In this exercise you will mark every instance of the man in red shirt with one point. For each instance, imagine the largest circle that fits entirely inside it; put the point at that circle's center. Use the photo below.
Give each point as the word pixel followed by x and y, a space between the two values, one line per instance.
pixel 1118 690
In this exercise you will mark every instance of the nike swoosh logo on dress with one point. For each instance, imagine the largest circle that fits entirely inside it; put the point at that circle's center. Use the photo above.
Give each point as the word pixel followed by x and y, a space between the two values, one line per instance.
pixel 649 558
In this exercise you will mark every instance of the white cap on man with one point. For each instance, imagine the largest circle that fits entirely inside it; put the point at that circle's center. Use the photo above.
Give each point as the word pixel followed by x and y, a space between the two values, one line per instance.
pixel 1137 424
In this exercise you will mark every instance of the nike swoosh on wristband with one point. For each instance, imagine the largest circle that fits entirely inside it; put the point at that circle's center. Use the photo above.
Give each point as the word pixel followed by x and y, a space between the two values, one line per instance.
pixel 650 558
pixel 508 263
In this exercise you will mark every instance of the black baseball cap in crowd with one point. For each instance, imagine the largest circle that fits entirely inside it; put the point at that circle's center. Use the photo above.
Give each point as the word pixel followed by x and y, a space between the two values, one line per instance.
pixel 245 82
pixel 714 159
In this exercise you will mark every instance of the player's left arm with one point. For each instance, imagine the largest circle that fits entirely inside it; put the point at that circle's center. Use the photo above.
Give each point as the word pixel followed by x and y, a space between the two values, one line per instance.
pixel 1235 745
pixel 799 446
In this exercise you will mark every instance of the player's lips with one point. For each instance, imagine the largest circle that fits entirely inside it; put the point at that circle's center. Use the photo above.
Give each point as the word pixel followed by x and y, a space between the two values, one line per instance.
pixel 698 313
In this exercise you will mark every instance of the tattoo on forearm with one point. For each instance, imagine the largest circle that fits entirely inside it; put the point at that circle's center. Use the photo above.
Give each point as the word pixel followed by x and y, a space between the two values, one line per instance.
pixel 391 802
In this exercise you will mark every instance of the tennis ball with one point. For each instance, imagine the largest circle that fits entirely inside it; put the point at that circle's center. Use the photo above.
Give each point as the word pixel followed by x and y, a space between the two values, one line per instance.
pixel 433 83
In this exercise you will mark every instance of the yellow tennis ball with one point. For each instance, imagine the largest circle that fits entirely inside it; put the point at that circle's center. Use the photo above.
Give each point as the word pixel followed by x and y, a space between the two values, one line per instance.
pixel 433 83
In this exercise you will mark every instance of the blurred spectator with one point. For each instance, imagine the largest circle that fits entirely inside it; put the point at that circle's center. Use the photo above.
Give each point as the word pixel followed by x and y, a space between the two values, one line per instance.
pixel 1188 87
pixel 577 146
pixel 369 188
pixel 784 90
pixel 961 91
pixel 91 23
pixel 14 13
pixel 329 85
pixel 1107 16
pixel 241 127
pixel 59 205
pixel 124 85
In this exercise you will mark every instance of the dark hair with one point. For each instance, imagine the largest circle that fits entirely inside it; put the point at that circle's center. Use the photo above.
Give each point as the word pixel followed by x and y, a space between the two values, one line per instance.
—————
Task goal:
Only the lines from the one holding "In this exercise you will mark every instance of the tennis" through the end of the listing should be given again, exactly and with both ends included.

Worked solution:
In this exercise you will mark every instance of the tennis ball with one point. For each instance, imagine the largest circle that fits entirely inside it; put the point at that circle's center. Use the photo above.
Give each point as the word pixel followed by x and y, a space between the two values, one line per instance.
pixel 433 83
In this exercise you will mark every instance of the yellow tennis ball with one point. For each instance, imagine the largest circle that fits entirely inside it; put the point at that circle's center. Use the photo above.
Give each point as the word pixel followed by x and y, a space between the two values, one line per instance.
pixel 433 83
In this exercise you will mark every instance of the blurred spectator with one point. For each instance, imagine the largest circle that fits entirely inside it; put the point at that circle's center. Use the photo above.
Give each point as the word pixel followed by x and y, a space between the two values, one line per instance.
pixel 1188 87
pixel 577 146
pixel 369 188
pixel 784 90
pixel 961 91
pixel 91 23
pixel 14 13
pixel 329 85
pixel 1107 16
pixel 241 127
pixel 59 205
pixel 124 85
In this exercise you will mark every instance of the dark hair with one point. For each instance, imagine the largest circle that fits entirely inside it; put the point at that circle's center. Use the photo above.
Give each point as the word pixel followed by x and y, a space between the two values, one line per instance.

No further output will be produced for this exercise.